Data extracts:

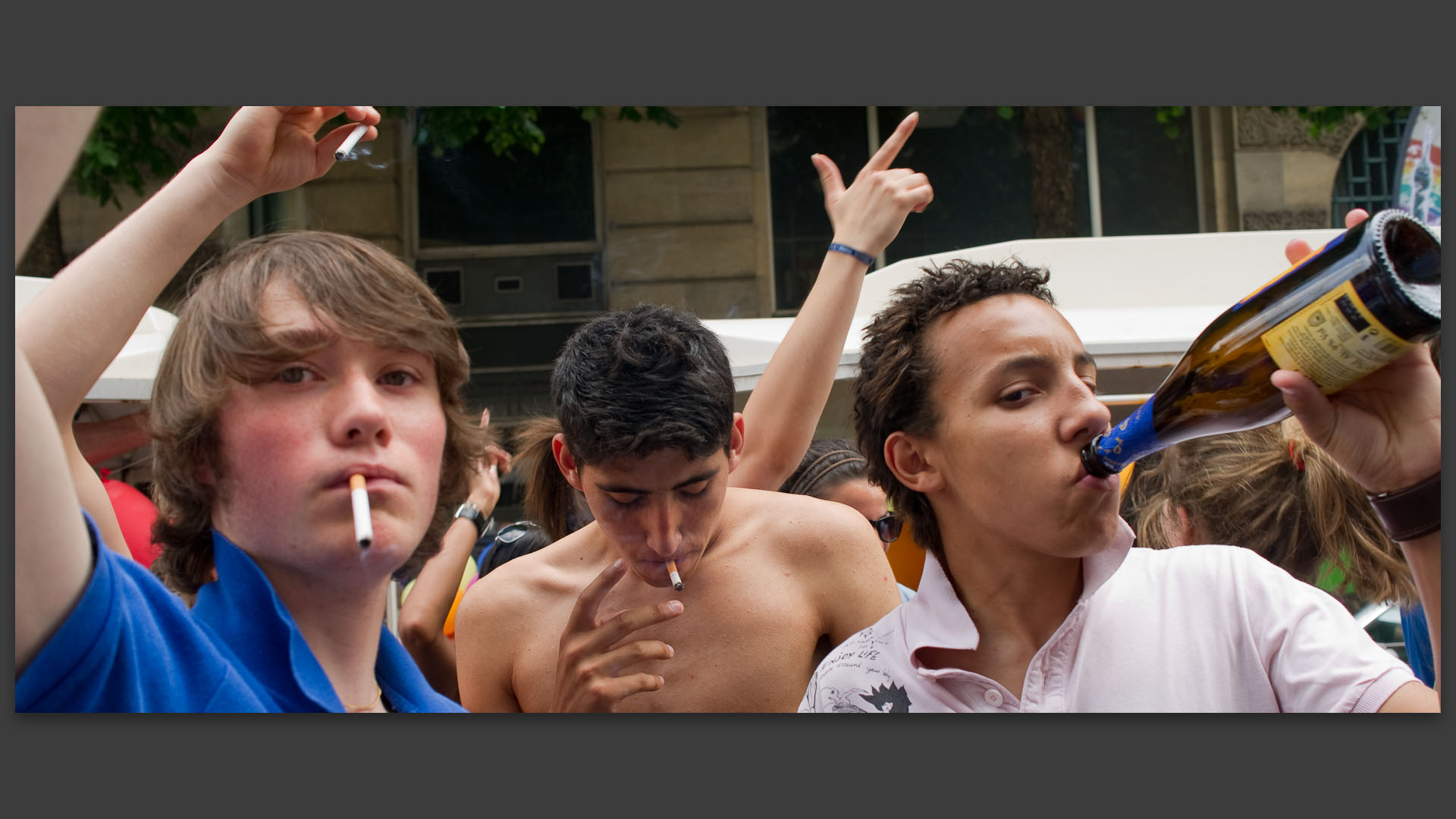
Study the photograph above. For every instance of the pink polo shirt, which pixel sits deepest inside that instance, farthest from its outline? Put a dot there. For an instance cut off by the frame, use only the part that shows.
(1191, 629)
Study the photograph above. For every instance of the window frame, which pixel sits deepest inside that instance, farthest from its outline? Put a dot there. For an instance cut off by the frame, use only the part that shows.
(410, 178)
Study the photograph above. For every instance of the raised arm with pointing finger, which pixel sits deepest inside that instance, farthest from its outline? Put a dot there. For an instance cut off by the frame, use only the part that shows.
(785, 407)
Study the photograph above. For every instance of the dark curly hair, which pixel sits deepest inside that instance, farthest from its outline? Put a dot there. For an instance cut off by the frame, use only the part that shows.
(896, 371)
(635, 382)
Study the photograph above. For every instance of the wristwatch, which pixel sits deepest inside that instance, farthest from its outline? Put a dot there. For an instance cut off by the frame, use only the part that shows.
(472, 512)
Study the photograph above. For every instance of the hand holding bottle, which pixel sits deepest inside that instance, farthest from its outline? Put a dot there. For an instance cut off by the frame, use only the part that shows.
(1383, 430)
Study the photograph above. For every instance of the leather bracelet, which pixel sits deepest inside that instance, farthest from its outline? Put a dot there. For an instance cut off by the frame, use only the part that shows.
(1411, 512)
(472, 513)
(846, 249)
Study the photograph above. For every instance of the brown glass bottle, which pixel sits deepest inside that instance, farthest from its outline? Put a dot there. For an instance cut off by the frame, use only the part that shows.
(1337, 316)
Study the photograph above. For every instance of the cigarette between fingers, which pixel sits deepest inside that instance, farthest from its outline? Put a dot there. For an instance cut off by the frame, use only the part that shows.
(353, 140)
(363, 528)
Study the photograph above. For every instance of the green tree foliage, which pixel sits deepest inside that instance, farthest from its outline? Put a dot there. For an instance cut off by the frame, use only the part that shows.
(507, 127)
(127, 142)
(1329, 117)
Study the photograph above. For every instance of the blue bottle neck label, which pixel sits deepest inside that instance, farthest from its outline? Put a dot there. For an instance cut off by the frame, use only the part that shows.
(1128, 441)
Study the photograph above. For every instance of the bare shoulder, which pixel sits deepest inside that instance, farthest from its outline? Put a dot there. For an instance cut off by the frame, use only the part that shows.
(802, 529)
(522, 586)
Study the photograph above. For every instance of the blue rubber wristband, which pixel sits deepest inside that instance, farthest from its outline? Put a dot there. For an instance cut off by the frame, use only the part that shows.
(846, 249)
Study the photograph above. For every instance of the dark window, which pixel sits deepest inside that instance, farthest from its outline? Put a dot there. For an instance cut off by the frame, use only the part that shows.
(979, 165)
(1147, 177)
(446, 283)
(469, 196)
(574, 281)
(1369, 172)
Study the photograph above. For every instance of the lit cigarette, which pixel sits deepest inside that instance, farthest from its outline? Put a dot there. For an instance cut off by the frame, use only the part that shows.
(354, 139)
(363, 529)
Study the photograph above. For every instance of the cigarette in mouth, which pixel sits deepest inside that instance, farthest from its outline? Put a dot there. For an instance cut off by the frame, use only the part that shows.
(354, 137)
(363, 529)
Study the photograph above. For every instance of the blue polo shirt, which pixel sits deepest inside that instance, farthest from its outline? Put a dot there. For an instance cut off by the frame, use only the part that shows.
(130, 645)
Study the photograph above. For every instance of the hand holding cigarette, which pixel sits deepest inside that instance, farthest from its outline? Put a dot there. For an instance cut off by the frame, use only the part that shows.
(588, 659)
(268, 149)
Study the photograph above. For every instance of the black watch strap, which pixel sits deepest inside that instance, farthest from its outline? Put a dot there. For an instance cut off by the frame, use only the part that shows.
(1411, 512)
(472, 512)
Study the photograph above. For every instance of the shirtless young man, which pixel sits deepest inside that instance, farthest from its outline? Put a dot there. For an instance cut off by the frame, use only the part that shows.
(770, 582)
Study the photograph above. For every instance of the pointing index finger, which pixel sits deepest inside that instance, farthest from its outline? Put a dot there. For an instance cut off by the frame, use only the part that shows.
(887, 152)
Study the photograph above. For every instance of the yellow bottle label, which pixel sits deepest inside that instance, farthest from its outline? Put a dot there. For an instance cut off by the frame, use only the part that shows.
(1334, 341)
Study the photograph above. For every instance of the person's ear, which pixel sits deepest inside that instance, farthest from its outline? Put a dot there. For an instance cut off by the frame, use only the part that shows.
(736, 442)
(565, 463)
(1187, 532)
(908, 458)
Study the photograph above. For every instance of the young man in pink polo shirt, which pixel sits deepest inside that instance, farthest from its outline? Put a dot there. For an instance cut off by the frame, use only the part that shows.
(973, 403)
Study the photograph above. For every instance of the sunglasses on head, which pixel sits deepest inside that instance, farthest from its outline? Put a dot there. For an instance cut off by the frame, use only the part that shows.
(889, 526)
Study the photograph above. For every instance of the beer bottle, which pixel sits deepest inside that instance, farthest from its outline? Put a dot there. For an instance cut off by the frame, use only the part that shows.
(1337, 316)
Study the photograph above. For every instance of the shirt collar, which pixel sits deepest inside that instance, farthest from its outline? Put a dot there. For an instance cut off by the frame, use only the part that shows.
(937, 618)
(254, 624)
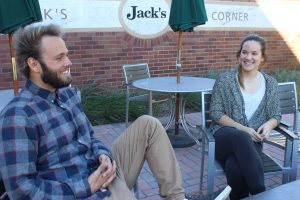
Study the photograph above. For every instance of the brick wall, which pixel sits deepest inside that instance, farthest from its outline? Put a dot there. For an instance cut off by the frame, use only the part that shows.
(98, 56)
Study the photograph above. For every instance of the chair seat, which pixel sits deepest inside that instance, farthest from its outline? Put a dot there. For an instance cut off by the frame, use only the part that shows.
(269, 165)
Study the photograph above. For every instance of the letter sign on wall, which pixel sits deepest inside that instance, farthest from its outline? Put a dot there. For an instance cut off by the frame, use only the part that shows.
(144, 18)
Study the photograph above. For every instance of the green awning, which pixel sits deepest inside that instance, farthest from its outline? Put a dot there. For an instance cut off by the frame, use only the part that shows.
(18, 13)
(187, 14)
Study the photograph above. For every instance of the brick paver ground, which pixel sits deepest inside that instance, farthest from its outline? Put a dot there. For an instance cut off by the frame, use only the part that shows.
(189, 160)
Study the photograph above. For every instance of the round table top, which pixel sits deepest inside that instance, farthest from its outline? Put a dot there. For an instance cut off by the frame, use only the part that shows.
(168, 84)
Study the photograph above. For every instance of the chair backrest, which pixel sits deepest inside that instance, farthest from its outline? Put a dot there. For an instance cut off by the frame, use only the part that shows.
(287, 97)
(135, 72)
(288, 101)
(224, 194)
(206, 97)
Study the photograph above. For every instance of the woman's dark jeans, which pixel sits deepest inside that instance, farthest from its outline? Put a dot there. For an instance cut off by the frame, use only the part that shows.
(241, 160)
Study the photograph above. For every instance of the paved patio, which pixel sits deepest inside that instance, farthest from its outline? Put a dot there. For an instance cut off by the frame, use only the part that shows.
(189, 159)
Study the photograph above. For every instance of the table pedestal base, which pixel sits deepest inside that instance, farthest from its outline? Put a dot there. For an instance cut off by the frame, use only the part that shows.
(181, 139)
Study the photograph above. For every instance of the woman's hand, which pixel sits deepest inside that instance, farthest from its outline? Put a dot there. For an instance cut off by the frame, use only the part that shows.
(104, 175)
(256, 137)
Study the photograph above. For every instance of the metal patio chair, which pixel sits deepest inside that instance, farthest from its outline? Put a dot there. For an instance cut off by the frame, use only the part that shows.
(289, 106)
(135, 72)
(288, 169)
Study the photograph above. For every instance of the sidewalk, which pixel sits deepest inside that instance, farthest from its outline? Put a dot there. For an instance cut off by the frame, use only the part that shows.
(189, 160)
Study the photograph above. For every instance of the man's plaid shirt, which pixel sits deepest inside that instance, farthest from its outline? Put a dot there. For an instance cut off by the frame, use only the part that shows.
(46, 146)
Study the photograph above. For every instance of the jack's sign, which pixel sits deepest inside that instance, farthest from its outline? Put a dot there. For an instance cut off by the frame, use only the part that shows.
(149, 18)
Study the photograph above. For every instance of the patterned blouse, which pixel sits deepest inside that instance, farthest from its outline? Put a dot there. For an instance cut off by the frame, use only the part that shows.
(227, 99)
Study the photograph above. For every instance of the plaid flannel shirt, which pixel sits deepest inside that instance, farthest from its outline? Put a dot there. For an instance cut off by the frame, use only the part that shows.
(46, 146)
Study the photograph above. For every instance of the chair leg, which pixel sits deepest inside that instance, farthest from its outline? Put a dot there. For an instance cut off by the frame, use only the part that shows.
(136, 190)
(127, 109)
(150, 104)
(210, 168)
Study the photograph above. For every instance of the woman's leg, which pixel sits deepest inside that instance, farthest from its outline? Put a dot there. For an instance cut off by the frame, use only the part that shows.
(235, 179)
(233, 142)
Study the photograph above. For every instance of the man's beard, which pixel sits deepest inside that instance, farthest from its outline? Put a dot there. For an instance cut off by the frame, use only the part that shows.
(51, 77)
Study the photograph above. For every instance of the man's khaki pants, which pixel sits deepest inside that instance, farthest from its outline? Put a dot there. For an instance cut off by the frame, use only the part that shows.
(145, 139)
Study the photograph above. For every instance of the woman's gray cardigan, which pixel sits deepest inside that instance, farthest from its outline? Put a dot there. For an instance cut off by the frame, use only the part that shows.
(227, 100)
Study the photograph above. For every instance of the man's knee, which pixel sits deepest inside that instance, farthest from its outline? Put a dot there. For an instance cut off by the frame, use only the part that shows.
(147, 119)
(243, 138)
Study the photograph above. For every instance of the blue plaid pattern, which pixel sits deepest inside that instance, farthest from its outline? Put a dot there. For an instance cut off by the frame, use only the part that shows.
(47, 149)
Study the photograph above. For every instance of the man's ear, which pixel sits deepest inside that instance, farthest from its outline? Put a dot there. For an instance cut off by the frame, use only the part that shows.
(33, 64)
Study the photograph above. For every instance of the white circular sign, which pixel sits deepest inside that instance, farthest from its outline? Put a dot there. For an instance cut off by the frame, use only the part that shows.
(144, 18)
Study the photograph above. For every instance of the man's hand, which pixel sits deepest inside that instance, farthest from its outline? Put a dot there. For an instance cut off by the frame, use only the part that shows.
(265, 129)
(256, 137)
(104, 175)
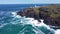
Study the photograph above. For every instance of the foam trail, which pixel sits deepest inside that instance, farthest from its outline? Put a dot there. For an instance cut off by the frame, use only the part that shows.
(57, 31)
(30, 21)
(2, 25)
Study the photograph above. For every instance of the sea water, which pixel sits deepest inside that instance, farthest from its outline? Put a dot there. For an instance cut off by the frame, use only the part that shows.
(11, 23)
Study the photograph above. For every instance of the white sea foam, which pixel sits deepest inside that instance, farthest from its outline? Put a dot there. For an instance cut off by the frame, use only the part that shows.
(30, 21)
(2, 25)
(57, 31)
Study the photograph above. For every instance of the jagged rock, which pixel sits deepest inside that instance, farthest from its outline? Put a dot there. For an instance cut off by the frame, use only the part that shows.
(51, 14)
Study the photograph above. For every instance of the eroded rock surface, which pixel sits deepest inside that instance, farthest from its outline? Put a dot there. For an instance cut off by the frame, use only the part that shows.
(51, 14)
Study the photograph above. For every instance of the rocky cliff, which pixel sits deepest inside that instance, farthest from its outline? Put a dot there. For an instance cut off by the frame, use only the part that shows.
(50, 13)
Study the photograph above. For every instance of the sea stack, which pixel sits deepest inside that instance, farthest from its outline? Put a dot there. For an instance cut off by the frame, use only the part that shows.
(50, 14)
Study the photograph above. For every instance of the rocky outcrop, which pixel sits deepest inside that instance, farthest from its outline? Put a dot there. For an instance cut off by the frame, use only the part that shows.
(51, 14)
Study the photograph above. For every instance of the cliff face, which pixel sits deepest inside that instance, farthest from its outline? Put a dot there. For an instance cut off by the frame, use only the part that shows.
(51, 14)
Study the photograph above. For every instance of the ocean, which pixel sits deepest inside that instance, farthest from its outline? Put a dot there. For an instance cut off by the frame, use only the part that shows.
(10, 23)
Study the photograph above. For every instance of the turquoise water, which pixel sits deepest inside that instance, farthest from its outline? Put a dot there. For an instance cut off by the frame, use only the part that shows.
(11, 24)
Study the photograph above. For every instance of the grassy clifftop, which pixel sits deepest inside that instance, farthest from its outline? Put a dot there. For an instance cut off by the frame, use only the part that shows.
(50, 13)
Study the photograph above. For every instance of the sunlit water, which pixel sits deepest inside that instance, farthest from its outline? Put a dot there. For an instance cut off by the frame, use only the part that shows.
(11, 23)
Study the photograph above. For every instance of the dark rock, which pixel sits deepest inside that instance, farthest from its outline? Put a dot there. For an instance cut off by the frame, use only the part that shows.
(50, 14)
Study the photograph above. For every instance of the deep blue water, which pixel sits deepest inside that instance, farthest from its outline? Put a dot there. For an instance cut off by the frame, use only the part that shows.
(11, 24)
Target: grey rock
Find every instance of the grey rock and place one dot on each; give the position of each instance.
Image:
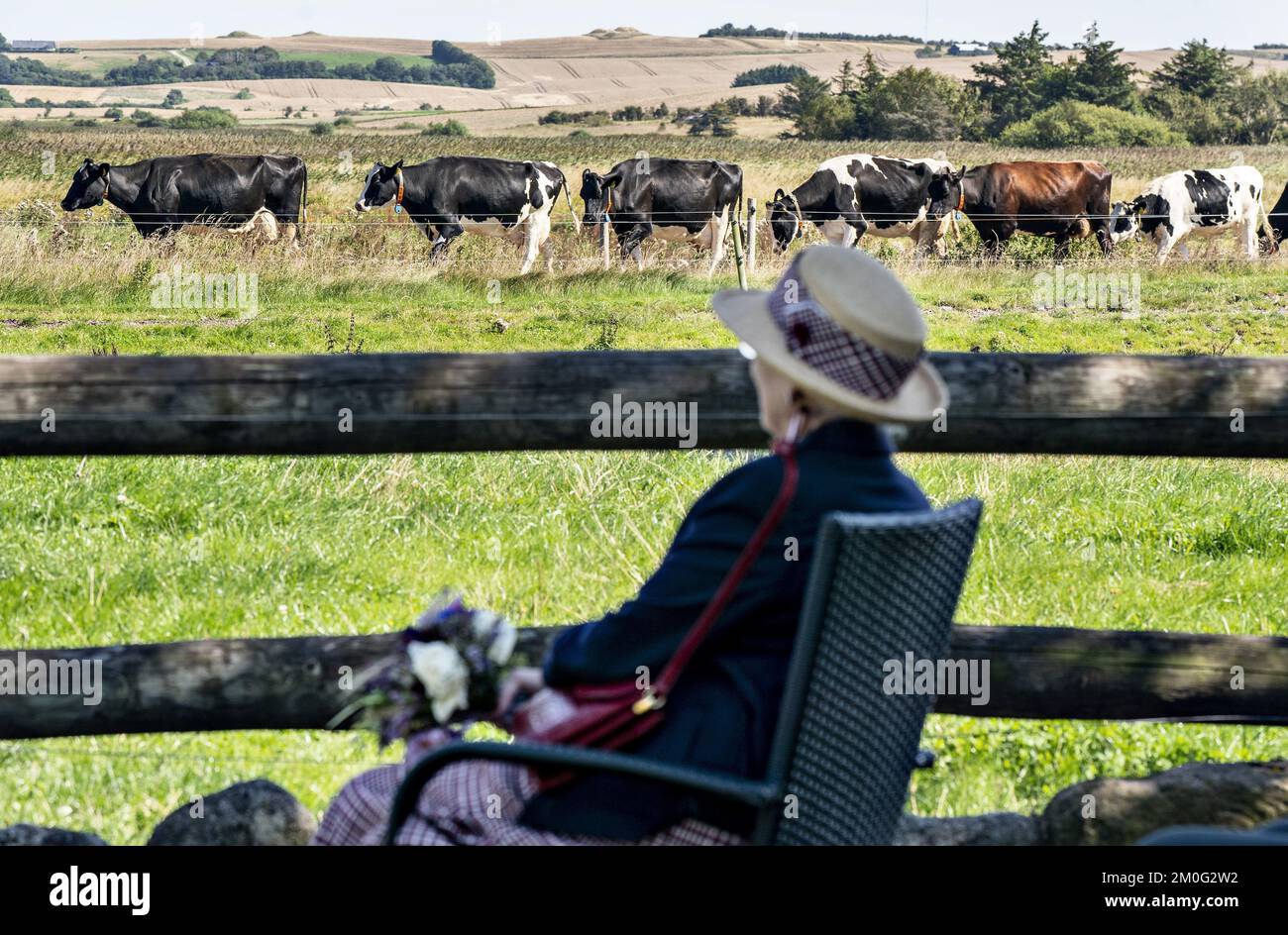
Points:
(256, 813)
(1233, 794)
(993, 828)
(38, 836)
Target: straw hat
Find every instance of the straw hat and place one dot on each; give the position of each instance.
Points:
(841, 327)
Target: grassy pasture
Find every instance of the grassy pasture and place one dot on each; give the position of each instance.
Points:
(108, 550)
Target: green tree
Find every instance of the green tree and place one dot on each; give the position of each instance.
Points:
(449, 128)
(846, 78)
(204, 119)
(1074, 123)
(1197, 68)
(1260, 108)
(919, 103)
(1205, 121)
(1098, 76)
(814, 111)
(1017, 85)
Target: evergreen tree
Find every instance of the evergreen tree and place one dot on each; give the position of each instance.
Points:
(1099, 76)
(1198, 68)
(1017, 85)
(846, 78)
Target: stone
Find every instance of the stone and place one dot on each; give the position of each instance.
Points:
(1121, 811)
(992, 828)
(257, 813)
(38, 836)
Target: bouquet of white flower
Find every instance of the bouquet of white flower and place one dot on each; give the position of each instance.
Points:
(452, 660)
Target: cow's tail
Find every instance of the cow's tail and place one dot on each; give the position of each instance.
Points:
(563, 184)
(737, 209)
(304, 202)
(1266, 231)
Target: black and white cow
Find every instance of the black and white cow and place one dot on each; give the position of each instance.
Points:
(1194, 202)
(1278, 220)
(452, 194)
(849, 196)
(165, 193)
(674, 200)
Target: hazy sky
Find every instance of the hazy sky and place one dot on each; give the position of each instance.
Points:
(1132, 24)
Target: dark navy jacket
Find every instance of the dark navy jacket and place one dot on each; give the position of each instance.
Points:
(722, 712)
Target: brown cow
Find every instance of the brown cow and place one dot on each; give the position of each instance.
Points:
(1060, 200)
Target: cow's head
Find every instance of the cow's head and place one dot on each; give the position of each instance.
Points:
(89, 185)
(943, 193)
(1125, 219)
(595, 193)
(380, 187)
(785, 219)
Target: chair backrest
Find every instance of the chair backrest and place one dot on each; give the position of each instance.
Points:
(881, 586)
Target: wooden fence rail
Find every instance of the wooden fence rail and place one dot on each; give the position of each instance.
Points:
(1001, 403)
(294, 682)
(329, 404)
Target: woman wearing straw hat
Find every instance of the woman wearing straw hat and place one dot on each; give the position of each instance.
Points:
(836, 350)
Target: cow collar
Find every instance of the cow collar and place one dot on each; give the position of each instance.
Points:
(797, 210)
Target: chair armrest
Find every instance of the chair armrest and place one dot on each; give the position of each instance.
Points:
(721, 784)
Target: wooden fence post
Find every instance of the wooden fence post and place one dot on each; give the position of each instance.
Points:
(738, 257)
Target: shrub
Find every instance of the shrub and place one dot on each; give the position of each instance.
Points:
(769, 75)
(1072, 123)
(145, 119)
(204, 119)
(449, 128)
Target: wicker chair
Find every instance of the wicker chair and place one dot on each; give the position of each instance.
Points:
(881, 586)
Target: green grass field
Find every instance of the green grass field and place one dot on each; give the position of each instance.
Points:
(120, 550)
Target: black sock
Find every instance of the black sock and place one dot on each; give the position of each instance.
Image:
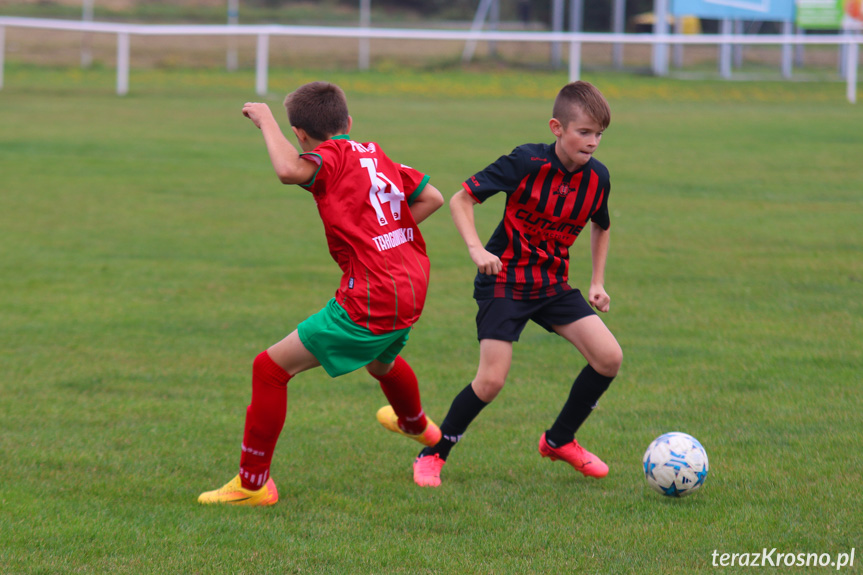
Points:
(465, 407)
(586, 391)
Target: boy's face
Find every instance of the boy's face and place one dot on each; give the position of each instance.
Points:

Exercise instructions: Leaving the pictures aside, transcribe exactly the lines from the one containing "Find every instance of the wicker" to the final line of the entries above, both ends included.

Response area:
Find every instance of the wicker chair and place one dot on each; give the position of each instance.
Points:
(881, 586)
Target: green grass field
Find every instance of the green grass field and place one dot on each; give the position of each instance.
Points:
(120, 550)
Target: black sock
Find every instance of the black sock and place one dot on each; give the position of each instance.
Image:
Points:
(465, 407)
(586, 391)
Target: boy's face
Find every instance of the boy's face and place one dot on each; give the position of each instance.
Points:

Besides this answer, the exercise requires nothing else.